Obama did win, though it was McCain who got Meeks' vote.
At the time, he said, there wasn't anything he particularly wanted to hear about from the candidates, but "now there is."
"I just think because I am an independent little-business guy, I think we're getting pushed around a little bit, you know," he says. "It seems like there's going to be a bunch of taxes and things [that are] going to affect us.
"From what I've heard — there's going to be some more regulations and more rules and more laws."
He says nothing has really changed yet, "but I have the feeling."
Health Care Uncertainty
We talked about this at a picnic table in an area decorated with red-and-green tinsel, in honor of Plant City strawberries.
Meeks says if President Obama drops by again this fall, he'd want to ask him about taxes and regulation. His daughter-in-law, Xiomara Meeks, says she'd like to ask either candidate, Obama or Republican Mitt Romney, about affordable health care.
Xiomara Meeks is part of Florida's growing Puerto Rican community. She's a geologist who now manages the books at this family business. Her 4-year-old daughter was born just in time for Obama to be photographed holding the baby in 2008.
As the manager of a family business, she is a fan of the president's health care law.
"As a business owner, we have our own personal insurance policy, and ... it's a lot of money every month, you know, and in order to afford it, we have such a high deductible," she says. "I'm lucky that I can afford it, but a lot of people can't.
"And I don't see the benefit of not helping other people to be able to afford their health insurance instead of running to the emergency [room], you know, and having all those bills go unpaid for the hospitals."
It was only recently that Jim and Xiomara Meeks got to thinking seriously about what the health care law means for them. They were prompted by this summer's Supreme Court ruling that upheld the law.

[Referring expression data based on photos]

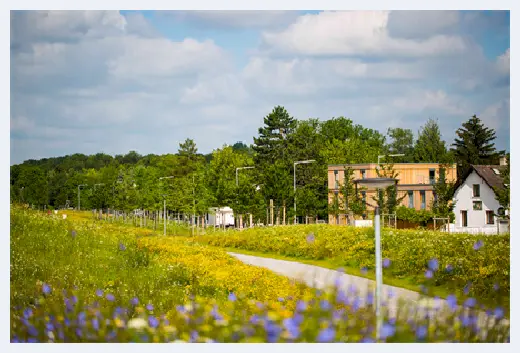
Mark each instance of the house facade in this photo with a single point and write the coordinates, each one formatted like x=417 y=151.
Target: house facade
x=415 y=184
x=476 y=207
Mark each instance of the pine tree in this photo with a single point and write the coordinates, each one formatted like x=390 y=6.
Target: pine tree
x=474 y=145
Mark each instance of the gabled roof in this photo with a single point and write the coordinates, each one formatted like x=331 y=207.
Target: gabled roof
x=488 y=174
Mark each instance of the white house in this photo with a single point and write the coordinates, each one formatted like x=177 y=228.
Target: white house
x=476 y=207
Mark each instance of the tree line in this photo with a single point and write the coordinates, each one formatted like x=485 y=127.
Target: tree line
x=192 y=182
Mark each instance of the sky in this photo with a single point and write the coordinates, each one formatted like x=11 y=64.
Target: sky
x=115 y=81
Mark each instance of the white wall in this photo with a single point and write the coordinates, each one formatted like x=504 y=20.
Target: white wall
x=464 y=201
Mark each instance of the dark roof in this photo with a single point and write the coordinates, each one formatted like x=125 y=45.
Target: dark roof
x=486 y=172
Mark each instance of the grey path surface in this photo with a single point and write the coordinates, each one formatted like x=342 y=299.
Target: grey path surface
x=322 y=278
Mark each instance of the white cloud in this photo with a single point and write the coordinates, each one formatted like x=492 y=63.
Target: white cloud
x=355 y=33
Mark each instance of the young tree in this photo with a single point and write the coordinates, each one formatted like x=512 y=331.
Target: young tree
x=429 y=147
x=474 y=145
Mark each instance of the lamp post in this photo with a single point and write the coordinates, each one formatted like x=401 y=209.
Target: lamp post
x=388 y=155
x=377 y=183
x=164 y=200
x=294 y=174
x=79 y=195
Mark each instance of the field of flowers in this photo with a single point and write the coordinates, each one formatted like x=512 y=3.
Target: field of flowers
x=78 y=281
x=468 y=265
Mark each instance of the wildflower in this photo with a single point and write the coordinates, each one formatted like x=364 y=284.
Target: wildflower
x=110 y=297
x=137 y=323
x=421 y=332
x=325 y=305
x=232 y=297
x=470 y=302
x=478 y=245
x=499 y=313
x=292 y=327
x=301 y=305
x=433 y=264
x=387 y=331
x=46 y=289
x=452 y=301
x=326 y=335
x=152 y=321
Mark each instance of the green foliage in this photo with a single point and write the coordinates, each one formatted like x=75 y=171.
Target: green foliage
x=474 y=145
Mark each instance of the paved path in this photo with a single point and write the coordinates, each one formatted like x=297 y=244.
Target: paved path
x=322 y=278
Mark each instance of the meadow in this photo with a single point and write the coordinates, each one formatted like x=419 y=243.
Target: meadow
x=80 y=280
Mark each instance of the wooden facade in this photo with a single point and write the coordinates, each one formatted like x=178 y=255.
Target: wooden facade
x=415 y=182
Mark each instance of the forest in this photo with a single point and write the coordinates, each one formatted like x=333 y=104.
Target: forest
x=192 y=182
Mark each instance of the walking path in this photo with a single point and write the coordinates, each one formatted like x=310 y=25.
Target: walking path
x=323 y=278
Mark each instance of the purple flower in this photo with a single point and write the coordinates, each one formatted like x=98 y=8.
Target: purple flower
x=95 y=324
x=387 y=331
x=421 y=332
x=433 y=264
x=499 y=313
x=470 y=302
x=46 y=289
x=152 y=321
x=301 y=305
x=326 y=335
x=478 y=245
x=232 y=297
x=452 y=301
x=292 y=327
x=110 y=297
x=325 y=305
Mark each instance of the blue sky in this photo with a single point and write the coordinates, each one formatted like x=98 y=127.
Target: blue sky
x=109 y=81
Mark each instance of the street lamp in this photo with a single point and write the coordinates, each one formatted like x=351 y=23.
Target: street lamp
x=79 y=195
x=389 y=155
x=377 y=183
x=294 y=174
x=164 y=197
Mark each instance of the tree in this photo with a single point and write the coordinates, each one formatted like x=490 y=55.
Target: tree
x=402 y=143
x=429 y=147
x=474 y=145
x=503 y=194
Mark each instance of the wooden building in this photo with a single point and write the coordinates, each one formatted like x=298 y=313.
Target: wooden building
x=415 y=183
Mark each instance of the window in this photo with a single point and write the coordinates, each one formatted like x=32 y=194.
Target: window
x=410 y=199
x=432 y=176
x=490 y=217
x=464 y=216
x=476 y=190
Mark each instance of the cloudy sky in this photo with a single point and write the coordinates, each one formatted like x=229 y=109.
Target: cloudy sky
x=109 y=81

[QUESTIONS TO ANSWER]
1) Repeat word for word the part of the excerpt about the Meeks family that opens with the words containing "Obama did win, though" and closes with "to affect us.".
2) Answer these questions from the excerpt about the Meeks family.
(a) What is Xiomara Meeks's profession?
(b) What would Xiomara Meeks like to ask either candidate about?
(c) What prompted Jim and Xiomara Meeks to think seriously about the health care law?
The records were taken from a separate source.

[OUTPUTS BY TASK]
1)
Obama did win, though it was McCain who got Meeks' vote.
At the time, he said, there wasn't anything he particularly wanted to hear about from the candidates, but "now there is."
"I just think because I am an independent little-business guy, I think we're getting pushed around a little bit, you know," he says. "It seems like there's going to be a bunch of taxes and things [that are] going to affect us.

2)
(a) She is a geologist.
(b) She would like to ask about affordable health care.
(c) This summer's Supreme Court ruling that upheld the law prompted them.